▶ _Document passage_:

Following the strongest earthquake in Portugal for the past 20 years, experts have warned that had the epicentre been located nearer a more populated town, the damage could have been much greater.

A leading expert on earthquakes, Fernando Carrilho, chief of the Portuguese Met Office’s geophysics division, said that while any forecasts of what damage an earthquake could cause are always speculative, it is feasible that a 4.9 magnitude earthquake like Monday’s quake would cause more damage in a city like Lisbon.
Specialists have said that following Monday’s tremor, they were anticipating more damage, but it seems only a handful of cases of superficial damage, such as crumbled roofs, were reported closest to the epicentre.
The fierce 4.9 magnitude earthquake rattled mainland Portugal on Monday morning, its epicentre having been pinpointed to six kilometres north north-west of Arraiolos, in the district of Évora, Alentejo.
Reports of the tremor being felt were made as far away as Lisbon, the Algarve and even Spain. It was, according to reports, the biggest quake felt in Portugal in the past 20 years, although no injuries and very little damage was caused.
However, Carrilho says this latest episode should be seen as “a wake-up call.”
“Seismic activity in Portugal is characterised by spacing. As the earthquakes are not so frequent, it means people and even the authorities may not be so alert”, he says, adding: “As it is not something that is permanently on the agenda, fortunately, there is a tendency to belittle the phenomenon and to think that it is something that will not happen in our country, when we should be protecting ourselves”.

▶ _Raw data_:
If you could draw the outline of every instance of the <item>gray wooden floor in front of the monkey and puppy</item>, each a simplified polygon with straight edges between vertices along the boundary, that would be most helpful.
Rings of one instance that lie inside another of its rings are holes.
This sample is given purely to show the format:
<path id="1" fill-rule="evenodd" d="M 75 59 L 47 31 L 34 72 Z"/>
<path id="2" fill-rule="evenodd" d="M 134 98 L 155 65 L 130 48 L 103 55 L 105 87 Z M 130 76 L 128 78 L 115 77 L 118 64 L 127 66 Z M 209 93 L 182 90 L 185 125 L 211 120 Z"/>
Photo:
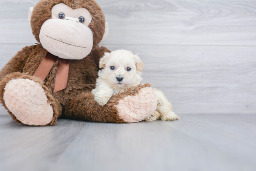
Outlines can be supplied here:
<path id="1" fill-rule="evenodd" d="M 0 171 L 256 170 L 256 115 L 180 116 L 29 127 L 0 115 Z"/>

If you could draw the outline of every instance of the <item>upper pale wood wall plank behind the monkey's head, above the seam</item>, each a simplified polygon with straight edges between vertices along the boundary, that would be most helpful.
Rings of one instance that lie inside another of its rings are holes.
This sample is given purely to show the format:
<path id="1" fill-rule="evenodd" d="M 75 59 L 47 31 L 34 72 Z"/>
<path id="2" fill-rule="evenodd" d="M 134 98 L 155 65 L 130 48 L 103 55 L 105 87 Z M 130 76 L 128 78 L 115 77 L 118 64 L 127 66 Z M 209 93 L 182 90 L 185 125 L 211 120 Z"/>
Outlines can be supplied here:
<path id="1" fill-rule="evenodd" d="M 35 43 L 27 20 L 38 0 L 0 0 L 0 43 Z M 256 46 L 253 0 L 96 0 L 112 45 Z M 19 17 L 17 17 L 19 16 Z"/>

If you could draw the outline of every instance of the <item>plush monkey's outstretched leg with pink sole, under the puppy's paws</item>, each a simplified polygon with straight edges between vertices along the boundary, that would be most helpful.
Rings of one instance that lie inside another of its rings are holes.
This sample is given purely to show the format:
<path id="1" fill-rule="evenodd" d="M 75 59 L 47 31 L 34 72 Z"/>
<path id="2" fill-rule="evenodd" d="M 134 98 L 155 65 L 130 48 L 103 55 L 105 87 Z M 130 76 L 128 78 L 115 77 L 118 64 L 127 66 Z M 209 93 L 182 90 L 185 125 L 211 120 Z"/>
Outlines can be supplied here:
<path id="1" fill-rule="evenodd" d="M 94 122 L 132 123 L 150 117 L 156 105 L 156 93 L 145 84 L 112 96 L 104 106 L 94 101 L 91 92 L 81 93 L 67 104 L 65 115 Z"/>

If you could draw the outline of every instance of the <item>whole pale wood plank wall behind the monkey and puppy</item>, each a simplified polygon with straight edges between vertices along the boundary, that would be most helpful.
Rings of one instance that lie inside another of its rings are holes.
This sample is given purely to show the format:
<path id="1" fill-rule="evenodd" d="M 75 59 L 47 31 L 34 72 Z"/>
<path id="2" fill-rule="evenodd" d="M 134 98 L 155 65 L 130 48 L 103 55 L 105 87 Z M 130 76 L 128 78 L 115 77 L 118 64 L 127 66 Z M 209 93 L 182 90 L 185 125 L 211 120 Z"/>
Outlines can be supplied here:
<path id="1" fill-rule="evenodd" d="M 256 113 L 256 1 L 96 1 L 109 23 L 101 45 L 138 54 L 144 83 L 162 90 L 174 112 Z M 27 13 L 37 2 L 0 0 L 0 68 L 36 43 Z"/>

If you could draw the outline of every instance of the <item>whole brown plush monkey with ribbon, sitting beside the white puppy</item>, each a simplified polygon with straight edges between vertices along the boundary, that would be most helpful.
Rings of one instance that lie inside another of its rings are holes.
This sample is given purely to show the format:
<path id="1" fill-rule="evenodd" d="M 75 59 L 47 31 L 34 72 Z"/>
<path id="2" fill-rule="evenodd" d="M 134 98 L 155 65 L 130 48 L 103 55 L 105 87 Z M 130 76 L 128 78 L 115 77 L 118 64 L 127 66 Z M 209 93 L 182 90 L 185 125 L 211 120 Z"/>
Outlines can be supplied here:
<path id="1" fill-rule="evenodd" d="M 24 125 L 54 125 L 57 118 L 138 122 L 155 112 L 150 85 L 131 87 L 106 105 L 94 101 L 108 23 L 94 0 L 40 0 L 29 9 L 37 45 L 26 46 L 0 71 L 0 100 Z"/>

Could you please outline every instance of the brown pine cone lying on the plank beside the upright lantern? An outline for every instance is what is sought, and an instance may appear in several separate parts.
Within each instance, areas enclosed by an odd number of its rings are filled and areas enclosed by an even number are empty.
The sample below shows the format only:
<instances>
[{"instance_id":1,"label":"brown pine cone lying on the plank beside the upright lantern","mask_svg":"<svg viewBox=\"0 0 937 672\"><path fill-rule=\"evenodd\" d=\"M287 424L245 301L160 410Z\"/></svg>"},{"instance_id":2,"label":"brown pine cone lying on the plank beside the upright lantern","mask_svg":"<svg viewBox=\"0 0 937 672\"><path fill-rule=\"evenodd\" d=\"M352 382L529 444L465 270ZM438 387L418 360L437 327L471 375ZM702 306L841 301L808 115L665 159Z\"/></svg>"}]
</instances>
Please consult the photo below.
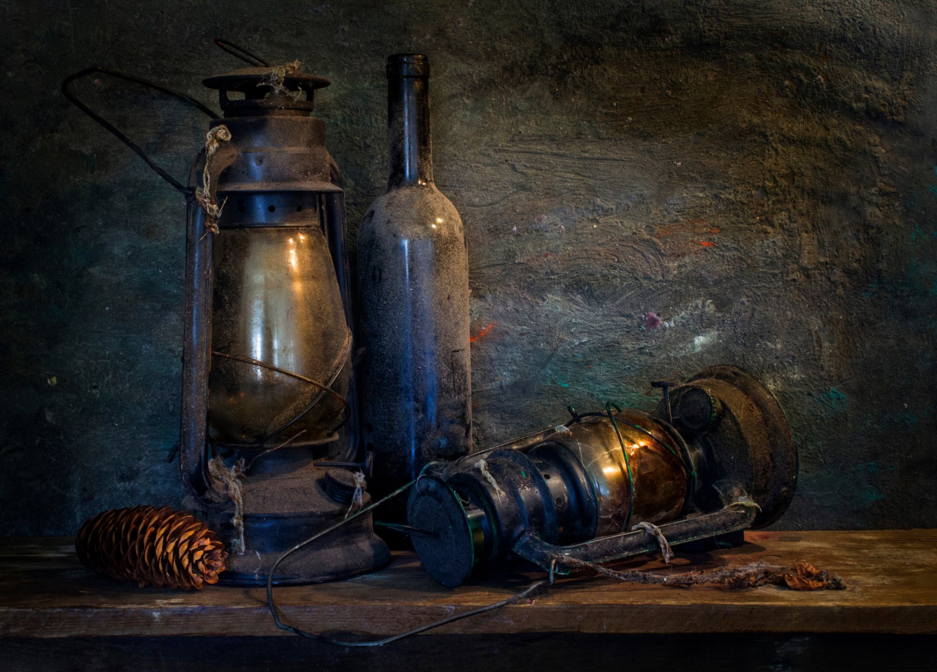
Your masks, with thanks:
<instances>
[{"instance_id":1,"label":"brown pine cone lying on the plank beside the upright lantern","mask_svg":"<svg viewBox=\"0 0 937 672\"><path fill-rule=\"evenodd\" d=\"M216 583L228 553L200 520L169 506L111 509L86 521L75 539L84 566L140 587L201 589Z\"/></svg>"}]
</instances>

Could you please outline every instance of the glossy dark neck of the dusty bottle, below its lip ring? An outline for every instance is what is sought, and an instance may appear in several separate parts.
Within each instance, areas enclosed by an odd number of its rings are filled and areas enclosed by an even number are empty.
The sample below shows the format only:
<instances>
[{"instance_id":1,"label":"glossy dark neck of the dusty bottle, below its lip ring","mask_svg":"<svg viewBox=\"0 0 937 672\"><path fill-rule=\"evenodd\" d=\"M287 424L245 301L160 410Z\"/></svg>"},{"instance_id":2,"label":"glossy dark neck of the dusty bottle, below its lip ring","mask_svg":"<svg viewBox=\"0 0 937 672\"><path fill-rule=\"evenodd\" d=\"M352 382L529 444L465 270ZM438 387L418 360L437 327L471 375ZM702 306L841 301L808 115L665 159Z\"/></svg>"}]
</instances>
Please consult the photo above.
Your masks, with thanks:
<instances>
[{"instance_id":1,"label":"glossy dark neck of the dusty bottle, below its lip ring","mask_svg":"<svg viewBox=\"0 0 937 672\"><path fill-rule=\"evenodd\" d=\"M391 160L387 188L433 183L428 77L388 77L387 136Z\"/></svg>"}]
</instances>

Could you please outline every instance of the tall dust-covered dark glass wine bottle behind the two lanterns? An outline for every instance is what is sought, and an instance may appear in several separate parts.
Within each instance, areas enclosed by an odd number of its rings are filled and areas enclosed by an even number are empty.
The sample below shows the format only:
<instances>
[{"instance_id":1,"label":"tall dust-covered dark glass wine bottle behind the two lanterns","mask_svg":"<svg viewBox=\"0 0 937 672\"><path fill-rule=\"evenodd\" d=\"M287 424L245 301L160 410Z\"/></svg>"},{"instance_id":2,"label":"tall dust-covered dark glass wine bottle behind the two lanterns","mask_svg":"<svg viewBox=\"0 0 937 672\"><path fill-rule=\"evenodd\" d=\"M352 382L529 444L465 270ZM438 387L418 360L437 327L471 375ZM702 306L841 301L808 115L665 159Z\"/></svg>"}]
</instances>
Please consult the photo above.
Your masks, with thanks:
<instances>
[{"instance_id":1,"label":"tall dust-covered dark glass wine bottle behind the two lanterns","mask_svg":"<svg viewBox=\"0 0 937 672\"><path fill-rule=\"evenodd\" d=\"M390 178L358 231L364 445L375 454L376 498L471 442L468 253L459 213L433 183L429 60L390 56L387 80Z\"/></svg>"}]
</instances>

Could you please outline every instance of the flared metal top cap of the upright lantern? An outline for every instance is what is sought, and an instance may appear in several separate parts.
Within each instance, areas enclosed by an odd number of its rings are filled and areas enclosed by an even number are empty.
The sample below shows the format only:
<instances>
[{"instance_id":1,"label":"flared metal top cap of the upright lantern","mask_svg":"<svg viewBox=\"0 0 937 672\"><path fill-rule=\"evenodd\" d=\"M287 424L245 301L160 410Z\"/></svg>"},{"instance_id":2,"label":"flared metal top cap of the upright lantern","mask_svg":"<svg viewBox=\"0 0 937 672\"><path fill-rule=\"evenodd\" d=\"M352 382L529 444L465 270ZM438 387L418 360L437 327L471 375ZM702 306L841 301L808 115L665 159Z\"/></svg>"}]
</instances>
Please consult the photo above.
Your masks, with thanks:
<instances>
[{"instance_id":1,"label":"flared metal top cap of the upright lantern","mask_svg":"<svg viewBox=\"0 0 937 672\"><path fill-rule=\"evenodd\" d=\"M332 82L319 75L291 70L290 66L280 66L245 67L209 77L201 83L217 89L221 110L227 117L308 113L315 107L313 92ZM229 92L243 97L231 98Z\"/></svg>"}]
</instances>

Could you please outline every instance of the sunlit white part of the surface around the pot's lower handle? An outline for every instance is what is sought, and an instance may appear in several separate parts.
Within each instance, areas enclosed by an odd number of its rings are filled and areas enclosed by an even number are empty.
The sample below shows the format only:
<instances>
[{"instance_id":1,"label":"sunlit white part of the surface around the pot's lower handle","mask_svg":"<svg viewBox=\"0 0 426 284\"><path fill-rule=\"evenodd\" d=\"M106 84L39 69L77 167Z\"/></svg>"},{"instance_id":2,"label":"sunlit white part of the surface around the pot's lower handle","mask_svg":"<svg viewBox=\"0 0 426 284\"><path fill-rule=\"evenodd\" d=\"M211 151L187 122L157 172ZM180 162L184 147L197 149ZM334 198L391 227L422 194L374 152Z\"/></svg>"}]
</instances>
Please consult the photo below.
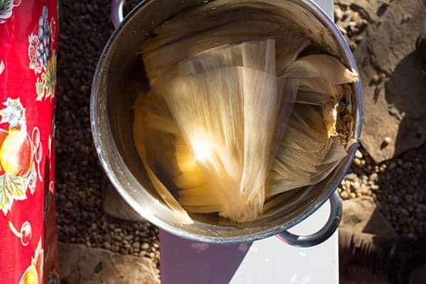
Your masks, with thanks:
<instances>
[{"instance_id":1,"label":"sunlit white part of the surface around the pot's lower handle","mask_svg":"<svg viewBox=\"0 0 426 284\"><path fill-rule=\"evenodd\" d=\"M310 234L322 226L329 214L324 204L304 222L290 229L293 234ZM250 283L339 283L337 232L310 248L283 244L276 237L255 241L236 270L231 284Z\"/></svg>"}]
</instances>

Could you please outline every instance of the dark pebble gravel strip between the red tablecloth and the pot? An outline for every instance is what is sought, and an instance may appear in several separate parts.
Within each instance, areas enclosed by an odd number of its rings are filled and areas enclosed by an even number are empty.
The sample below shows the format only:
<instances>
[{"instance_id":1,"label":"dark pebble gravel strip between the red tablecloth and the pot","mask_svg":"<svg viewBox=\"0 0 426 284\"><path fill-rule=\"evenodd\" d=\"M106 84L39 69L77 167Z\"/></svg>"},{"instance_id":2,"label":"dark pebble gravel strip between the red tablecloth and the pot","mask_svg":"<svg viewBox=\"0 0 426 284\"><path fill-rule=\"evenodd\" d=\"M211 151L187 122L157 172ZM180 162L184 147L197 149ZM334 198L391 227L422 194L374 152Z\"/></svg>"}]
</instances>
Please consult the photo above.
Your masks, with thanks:
<instances>
[{"instance_id":1,"label":"dark pebble gravel strip between the red tablecloth and the pot","mask_svg":"<svg viewBox=\"0 0 426 284\"><path fill-rule=\"evenodd\" d=\"M109 2L60 1L56 188L58 239L158 263L158 229L123 222L102 211L104 174L92 146L89 97L94 68L114 30Z\"/></svg>"}]
</instances>

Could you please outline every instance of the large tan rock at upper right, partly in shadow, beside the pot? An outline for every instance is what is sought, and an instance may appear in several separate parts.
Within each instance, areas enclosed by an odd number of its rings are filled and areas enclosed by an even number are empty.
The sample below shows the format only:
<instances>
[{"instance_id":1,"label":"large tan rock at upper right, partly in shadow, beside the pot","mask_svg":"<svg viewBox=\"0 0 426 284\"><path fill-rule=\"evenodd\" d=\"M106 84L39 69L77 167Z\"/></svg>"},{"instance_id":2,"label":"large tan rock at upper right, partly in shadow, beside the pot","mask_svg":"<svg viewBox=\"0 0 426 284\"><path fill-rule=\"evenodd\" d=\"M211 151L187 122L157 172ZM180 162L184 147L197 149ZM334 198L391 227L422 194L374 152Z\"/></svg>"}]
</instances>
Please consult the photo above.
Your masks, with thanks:
<instances>
[{"instance_id":1,"label":"large tan rock at upper right, partly in shadow, beside the pot","mask_svg":"<svg viewBox=\"0 0 426 284\"><path fill-rule=\"evenodd\" d=\"M417 37L426 31L426 1L338 2L370 21L354 51L364 92L361 143L382 162L426 141L426 79L414 55ZM372 84L381 72L388 76L386 83Z\"/></svg>"}]
</instances>

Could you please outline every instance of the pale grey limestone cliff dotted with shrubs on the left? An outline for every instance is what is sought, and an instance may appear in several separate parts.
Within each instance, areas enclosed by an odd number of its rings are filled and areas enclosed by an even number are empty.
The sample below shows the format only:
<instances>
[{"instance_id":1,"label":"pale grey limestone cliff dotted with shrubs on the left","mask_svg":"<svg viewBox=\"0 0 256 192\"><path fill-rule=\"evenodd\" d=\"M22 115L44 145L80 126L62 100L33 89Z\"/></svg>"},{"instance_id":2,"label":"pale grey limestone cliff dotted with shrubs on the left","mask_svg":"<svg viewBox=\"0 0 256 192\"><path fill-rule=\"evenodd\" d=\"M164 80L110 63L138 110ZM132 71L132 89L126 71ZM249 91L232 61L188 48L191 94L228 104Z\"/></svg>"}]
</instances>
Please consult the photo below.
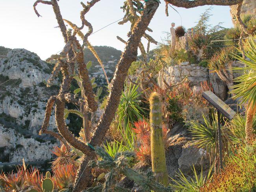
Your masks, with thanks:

▶ _Directions_:
Print the passage of the Portugal earthquake article from "The fierce 4.9" to "damage was caused." word for word.

▶ _Task answer_:
The fierce 4.9 magnitude earthquake rattled mainland Portugal on Monday morning, its epicentre having been pinpointed to six kilometres north north-west of Arraiolos, in the district of Évora, Alentejo.
Reports of the tremor being felt were made as far away as Lisbon, the Algarve and even Spain. It was, according to reports, the biggest quake felt in Portugal in the past 20 years, although no injuries and very little damage was caused.